- STATED GOAL:
Pull out every line of the data below that contains the string "chrome". Case counts, so copy only the lines that match it letter for letter.

- PROVIDED DATA:

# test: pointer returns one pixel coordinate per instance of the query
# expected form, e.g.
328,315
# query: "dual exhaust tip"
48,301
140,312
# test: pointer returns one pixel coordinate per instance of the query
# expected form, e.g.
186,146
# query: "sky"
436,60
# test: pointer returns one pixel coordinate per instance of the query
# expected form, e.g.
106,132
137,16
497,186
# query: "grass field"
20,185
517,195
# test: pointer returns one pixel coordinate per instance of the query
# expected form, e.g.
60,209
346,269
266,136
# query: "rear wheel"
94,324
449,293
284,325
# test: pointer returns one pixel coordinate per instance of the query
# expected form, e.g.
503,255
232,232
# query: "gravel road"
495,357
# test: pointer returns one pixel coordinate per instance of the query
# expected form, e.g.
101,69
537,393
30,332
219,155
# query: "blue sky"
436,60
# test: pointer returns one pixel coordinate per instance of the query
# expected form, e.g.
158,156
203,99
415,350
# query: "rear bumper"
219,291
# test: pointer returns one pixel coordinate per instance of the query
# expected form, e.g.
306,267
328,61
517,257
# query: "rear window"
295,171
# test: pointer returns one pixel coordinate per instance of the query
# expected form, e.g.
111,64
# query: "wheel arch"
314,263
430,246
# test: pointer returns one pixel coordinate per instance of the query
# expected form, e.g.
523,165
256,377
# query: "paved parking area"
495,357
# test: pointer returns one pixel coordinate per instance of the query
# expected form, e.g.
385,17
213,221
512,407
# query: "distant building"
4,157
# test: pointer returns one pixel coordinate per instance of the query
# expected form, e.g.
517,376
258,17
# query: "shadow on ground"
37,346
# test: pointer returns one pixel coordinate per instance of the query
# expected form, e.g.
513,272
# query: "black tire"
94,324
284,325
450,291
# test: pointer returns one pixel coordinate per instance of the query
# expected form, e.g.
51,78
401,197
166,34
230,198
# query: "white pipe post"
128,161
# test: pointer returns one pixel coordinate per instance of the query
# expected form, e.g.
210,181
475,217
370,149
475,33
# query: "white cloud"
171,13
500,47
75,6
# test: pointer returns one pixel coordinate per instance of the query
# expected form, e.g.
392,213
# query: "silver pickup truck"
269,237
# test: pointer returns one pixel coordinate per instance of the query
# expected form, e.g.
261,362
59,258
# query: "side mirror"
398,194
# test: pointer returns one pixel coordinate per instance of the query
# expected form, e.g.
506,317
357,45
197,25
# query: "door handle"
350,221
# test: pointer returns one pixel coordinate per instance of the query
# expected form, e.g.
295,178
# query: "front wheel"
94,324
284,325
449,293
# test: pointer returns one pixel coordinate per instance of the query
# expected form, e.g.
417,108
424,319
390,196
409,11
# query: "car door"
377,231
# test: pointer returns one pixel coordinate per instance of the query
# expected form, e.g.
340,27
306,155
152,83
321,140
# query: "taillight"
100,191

==

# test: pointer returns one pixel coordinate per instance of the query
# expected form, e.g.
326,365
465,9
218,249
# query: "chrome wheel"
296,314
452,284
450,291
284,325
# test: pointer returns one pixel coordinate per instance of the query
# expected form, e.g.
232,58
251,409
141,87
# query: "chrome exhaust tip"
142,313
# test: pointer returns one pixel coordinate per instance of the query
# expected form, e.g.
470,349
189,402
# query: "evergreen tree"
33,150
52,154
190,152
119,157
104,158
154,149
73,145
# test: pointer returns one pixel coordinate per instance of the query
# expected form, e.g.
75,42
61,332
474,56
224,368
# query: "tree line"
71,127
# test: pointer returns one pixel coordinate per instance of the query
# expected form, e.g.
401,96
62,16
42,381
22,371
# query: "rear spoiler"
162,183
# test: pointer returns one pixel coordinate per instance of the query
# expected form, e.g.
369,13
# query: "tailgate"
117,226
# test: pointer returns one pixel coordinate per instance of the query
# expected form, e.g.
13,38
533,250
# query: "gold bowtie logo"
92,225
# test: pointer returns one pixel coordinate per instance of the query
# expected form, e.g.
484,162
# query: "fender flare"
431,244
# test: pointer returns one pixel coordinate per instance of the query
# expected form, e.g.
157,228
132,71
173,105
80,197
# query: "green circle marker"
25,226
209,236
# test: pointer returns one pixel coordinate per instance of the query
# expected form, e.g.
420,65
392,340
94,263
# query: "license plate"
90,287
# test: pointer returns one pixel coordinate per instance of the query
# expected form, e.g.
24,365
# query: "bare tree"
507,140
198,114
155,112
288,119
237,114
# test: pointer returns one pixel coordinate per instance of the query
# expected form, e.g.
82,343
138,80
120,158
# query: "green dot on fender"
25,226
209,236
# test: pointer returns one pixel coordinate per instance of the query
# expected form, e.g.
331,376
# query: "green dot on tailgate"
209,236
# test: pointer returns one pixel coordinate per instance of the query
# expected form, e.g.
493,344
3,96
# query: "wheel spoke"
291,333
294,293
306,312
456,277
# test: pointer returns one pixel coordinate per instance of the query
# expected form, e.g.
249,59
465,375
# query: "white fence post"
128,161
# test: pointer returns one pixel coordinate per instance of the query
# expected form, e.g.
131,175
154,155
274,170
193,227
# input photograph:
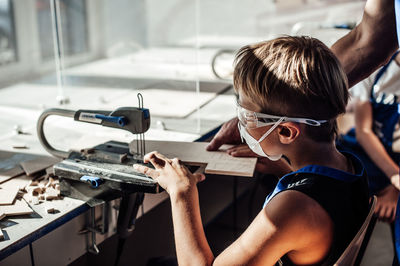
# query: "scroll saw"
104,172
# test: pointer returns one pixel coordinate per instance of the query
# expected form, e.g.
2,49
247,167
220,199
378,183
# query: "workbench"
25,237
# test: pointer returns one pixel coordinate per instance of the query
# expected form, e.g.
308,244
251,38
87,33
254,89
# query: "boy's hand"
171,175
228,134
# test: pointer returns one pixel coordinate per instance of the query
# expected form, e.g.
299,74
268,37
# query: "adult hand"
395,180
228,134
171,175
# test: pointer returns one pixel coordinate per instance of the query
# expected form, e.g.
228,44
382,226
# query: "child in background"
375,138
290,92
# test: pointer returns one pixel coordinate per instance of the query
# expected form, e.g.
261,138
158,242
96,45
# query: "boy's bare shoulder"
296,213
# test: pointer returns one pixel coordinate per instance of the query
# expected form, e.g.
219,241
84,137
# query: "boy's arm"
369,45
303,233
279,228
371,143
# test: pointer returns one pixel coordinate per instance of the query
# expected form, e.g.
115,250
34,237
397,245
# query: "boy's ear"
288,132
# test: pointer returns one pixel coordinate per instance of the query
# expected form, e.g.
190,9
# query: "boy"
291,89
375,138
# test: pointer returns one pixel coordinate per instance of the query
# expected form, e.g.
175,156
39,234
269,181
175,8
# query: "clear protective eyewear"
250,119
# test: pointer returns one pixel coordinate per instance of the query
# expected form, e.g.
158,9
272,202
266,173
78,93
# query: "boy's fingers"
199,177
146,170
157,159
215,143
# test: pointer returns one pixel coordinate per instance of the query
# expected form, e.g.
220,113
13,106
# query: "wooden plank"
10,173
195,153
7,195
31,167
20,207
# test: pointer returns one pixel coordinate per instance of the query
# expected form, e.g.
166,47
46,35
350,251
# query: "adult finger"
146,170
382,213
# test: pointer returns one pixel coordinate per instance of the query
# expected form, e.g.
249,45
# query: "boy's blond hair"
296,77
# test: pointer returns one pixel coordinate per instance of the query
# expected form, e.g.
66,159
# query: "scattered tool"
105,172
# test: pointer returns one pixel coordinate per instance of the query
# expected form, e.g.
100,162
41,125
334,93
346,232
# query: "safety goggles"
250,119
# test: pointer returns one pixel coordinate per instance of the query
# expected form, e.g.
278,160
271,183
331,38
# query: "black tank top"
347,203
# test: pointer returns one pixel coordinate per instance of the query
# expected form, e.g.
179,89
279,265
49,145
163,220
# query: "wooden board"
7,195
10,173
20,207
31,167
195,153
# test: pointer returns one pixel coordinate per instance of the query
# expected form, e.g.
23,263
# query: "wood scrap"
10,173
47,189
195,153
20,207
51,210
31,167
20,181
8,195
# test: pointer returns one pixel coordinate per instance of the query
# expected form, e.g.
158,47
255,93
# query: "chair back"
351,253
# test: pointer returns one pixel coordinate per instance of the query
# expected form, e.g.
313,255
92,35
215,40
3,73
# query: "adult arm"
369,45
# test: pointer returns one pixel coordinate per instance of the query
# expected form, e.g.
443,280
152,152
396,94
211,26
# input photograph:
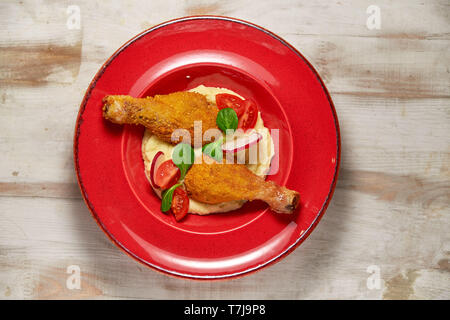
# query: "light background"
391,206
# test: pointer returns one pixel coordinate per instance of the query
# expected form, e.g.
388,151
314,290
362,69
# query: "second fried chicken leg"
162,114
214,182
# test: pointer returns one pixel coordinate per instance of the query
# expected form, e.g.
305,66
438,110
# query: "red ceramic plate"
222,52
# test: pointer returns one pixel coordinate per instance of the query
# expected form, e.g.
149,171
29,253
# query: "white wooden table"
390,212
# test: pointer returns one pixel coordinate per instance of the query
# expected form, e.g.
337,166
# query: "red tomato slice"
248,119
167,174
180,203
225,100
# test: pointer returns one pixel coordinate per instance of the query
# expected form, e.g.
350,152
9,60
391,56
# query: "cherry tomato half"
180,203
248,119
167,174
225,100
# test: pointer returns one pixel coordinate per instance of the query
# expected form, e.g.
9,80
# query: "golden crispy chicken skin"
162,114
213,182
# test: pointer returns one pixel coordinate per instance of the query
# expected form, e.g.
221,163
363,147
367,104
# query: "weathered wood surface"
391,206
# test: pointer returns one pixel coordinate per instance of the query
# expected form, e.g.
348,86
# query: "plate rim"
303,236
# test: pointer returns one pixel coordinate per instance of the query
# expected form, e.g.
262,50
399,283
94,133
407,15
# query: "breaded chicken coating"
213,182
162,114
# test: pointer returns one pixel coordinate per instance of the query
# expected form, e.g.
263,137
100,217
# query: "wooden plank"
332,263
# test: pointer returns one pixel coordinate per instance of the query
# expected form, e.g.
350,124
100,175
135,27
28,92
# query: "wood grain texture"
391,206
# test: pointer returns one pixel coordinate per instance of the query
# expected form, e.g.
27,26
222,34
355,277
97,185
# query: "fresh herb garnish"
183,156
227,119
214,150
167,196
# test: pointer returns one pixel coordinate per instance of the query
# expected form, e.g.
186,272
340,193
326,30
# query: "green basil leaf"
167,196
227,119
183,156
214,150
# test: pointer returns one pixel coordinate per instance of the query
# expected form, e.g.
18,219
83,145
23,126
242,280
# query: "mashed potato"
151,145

...

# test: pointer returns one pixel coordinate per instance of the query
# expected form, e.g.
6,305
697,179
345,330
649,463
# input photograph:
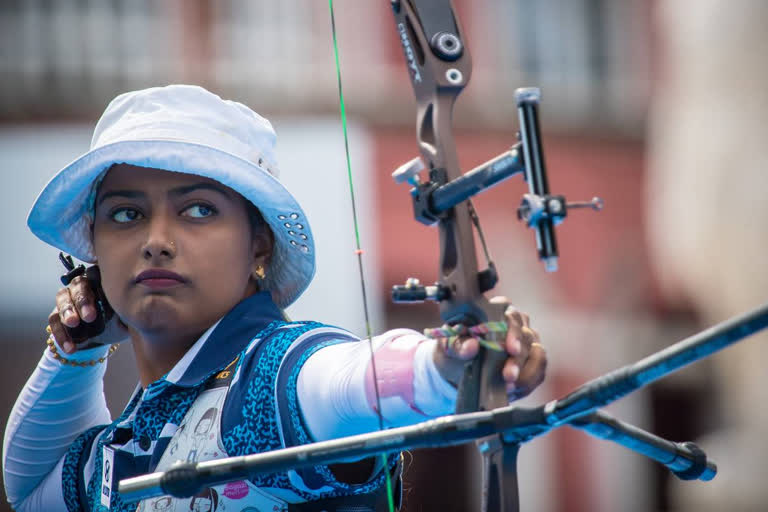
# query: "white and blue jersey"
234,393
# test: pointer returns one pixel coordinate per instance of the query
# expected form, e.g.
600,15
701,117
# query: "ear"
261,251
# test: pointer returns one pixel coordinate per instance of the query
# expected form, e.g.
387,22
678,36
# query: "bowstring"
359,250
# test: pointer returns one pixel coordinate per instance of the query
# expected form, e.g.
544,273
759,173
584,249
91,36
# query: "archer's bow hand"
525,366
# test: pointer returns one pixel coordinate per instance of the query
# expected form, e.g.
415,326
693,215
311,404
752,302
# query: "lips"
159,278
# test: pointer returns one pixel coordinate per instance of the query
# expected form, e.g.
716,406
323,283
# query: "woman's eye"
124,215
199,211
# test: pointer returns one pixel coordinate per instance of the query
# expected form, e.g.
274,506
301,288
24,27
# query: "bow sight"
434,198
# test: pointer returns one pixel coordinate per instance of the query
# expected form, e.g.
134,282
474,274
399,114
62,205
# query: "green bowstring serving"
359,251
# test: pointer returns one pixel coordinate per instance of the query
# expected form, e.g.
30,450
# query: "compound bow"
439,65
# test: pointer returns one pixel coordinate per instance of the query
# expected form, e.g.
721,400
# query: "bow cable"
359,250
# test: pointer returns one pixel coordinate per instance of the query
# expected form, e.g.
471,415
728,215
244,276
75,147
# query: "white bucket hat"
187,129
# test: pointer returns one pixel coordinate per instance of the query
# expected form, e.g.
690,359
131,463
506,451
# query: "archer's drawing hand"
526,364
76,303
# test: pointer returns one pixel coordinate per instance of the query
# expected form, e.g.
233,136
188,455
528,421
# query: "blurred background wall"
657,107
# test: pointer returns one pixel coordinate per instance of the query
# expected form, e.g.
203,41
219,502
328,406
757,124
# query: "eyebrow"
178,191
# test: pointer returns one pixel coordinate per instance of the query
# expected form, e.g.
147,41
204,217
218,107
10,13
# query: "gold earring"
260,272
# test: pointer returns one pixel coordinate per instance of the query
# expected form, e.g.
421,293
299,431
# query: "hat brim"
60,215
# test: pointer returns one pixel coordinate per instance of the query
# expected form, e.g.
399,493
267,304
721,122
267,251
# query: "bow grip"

- THE OUTPUT:
# query: "chrome wheel"
# query: "chrome exhaust tip"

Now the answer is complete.